Metin Bölümü:

Kültür Hayatımız Adına Beklentiler
Günümüzde kültür hayatımızın bizden bekledikleri nelerdir?
Şu anda bizlere düşen en önemli vazife, bu milletin irfan hayatına hizmet etmektir. Şayet bu önemli işi aksatacak olursak her şeyi aksatmış oluruz. Bence en zararlı bir gericilik, yobazlık, mürtecilik varsa işte o da budur. Çünkü böyle bir duruma düşünce, ya çağın meselelerini hiç takip etmeme veya geriden takip etme söz konusudur. Oysaki Kur'ân'dan Sünnet'e, ondan da müçtehidlerin safiyane içtihadlarına ve günümüzde rehberlik adına ortaya konulan düsturlara kadar uzanan çizgide, asl'a sadakatla beraber, eğer inkılâpçı olamazsanız, gelişen hâdiselerle, Allah'ın lütfettiği ihsanları tanımada ve onlara motive olmada zorluk çeker, belki de hiç motive olamazsınız. İrşad edelim derken, bir kenara çekilir ve insanları karanlık dehlizlere davet ediyor gibi bir duruma düşer ve: "Gel hele, üç-beş arkadaş şurada menkıbe okuyalım!" der, onunla teselli olursunuz. Hâlbuki, şartlar değişmiş, çok şey başkalaşmıştır. Meselâ İslâm'a ait konular artık anfilerde, konferans salonlarında ele alınmaktadır. Ve yine şartların işaretçi okları size üniversiteleri, akademileri, araştırma merkezlerini göstermektedir.
Bugün, hem müsbet ilimler hem de dinî ilimler sahasında halledilmesi gereken dünya kadar mesele var. Muhakemat eseriyle çağa tenbihte bulunan ve istidatlı kafaları düşünmeye davet eden çağın düşünürü Bediüzzaman diyor ki: Bana göre İslâm milleti sekiz asırdan beri durgunluk yaşamaktadır. Demek ki, topyekün İslâm dünyasında, bu birkaç asırlık zaman zarfında çağın problemlerini kucaklayacak ilim adamı yetişmemiştir.
Biz, nisbetler perspektifinde bazı ilim adamlarımıza, haklı oldukları büyüklükleri vererek onları, başımıza taç yapsak da, bu büyüklük bize göredir. Onların bizim başımıza taç olmaları gerçek büyüklüğün ifadesi değildir. Gerçek büyüklük, birinci, ikinci, üçüncü ve hatta dördüncü asırda gerçek buudlarıyla gerçekleşmiştir; günümüzde de ona yakın tahakkuk edebilir. Evet, Hicrî 5. asırda bir düğümlenme olmuştur. Ve bu düğümlenmede Nizamiye âdeta hem bir baş hem de son gibidir. Bir açıdan denebilir ki, en son âlem-i İslâm'a vereceği her şeyi Nizamiye Medreseleri vermiştir. Bu son kaynak İmam Gazzâlî'den Fahreddin Râzî'ye uzanan çizgide pek çok kimseye feyiz kaynağı olmuş ise de, daha sonraları gayesinin çok gerisinde kalmış ve beklenen misyonu eda edememiştir.

Alıştırmalar:
a) Kültür hayatı metnine göre Bediüzzaman, İslâm milletinin kaç asırdan beri durgunluk yaşadığını söylüyor?
b) Kültür hayatı metninin "Biz, nisbetler perspektifinde" ifadesiyle başlayıp "misyonu eda edememiştir." ifadesi de dahil olmak üzere orada biten kısmını hiç değiştirmeden yazın.
Öğelerin kültür hayatı metniyle bir ilgisi yoktur.

Verilen Öğeler:
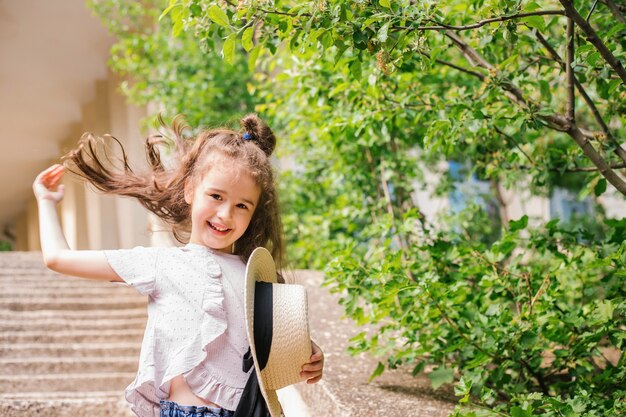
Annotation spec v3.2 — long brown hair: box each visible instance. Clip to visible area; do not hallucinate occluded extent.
[63,114,284,268]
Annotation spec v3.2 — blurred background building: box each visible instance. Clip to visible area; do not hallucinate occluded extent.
[0,0,167,250]
[0,0,626,251]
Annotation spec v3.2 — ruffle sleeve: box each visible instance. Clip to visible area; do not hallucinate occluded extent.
[104,246,159,295]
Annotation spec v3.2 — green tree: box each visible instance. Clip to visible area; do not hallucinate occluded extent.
[90,0,626,417]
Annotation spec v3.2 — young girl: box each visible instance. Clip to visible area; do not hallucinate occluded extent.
[33,115,324,417]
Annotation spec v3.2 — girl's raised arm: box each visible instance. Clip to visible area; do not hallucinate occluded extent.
[33,164,122,282]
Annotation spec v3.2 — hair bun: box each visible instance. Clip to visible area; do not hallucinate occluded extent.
[240,114,276,157]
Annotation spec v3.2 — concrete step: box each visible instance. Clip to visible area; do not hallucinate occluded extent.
[0,342,141,358]
[0,296,147,311]
[0,397,136,417]
[0,306,147,321]
[0,285,138,301]
[0,372,135,392]
[0,356,138,374]
[0,314,146,332]
[0,329,143,344]
[0,391,122,400]
[0,275,128,290]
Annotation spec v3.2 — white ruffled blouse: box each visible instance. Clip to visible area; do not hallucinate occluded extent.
[104,244,249,417]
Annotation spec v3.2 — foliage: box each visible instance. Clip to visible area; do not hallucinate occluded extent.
[89,0,255,127]
[95,0,626,417]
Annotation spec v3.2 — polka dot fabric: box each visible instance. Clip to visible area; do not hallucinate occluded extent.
[105,244,254,417]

Çözümler:
a) Sekiz asırdan beri.

b)
Biz, nisbetler perspektifinde bazı ilim adamlarımıza, haklı oldukları büyüklükleri vererek onları, başımıza taç yapsak da, bu büyüklük bize göredir. Onların bizim başımıza taç olmaları gerçek büyüklüğün ifadesi değildir. Gerçek büyüklük, birinci, ikinci, üçüncü ve hatta dördüncü asırda gerçek buudlarıyla gerçekleşmiştir; günümüzde de ona yakın tahakkuk edebilir. Evet, Hicrî 5. asırda bir düğümlenme olmuştur. Ve bu düğümlenmede Nizamiye âdeta hem bir baş hem de son gibidir. Bir açıdan denebilir ki, en son âlem-i İslâm'a vereceği her şeyi Nizamiye Medreseleri vermiştir. Bu son kaynak İmam Gazzâlî'den Fahreddin Râzî'ye uzanan çizgide pek çok kimseye feyiz kaynağı olmuş ise de, daha sonraları gayesinin çok gerisinde kalmış ve beklenen misyonu eda edememiştir.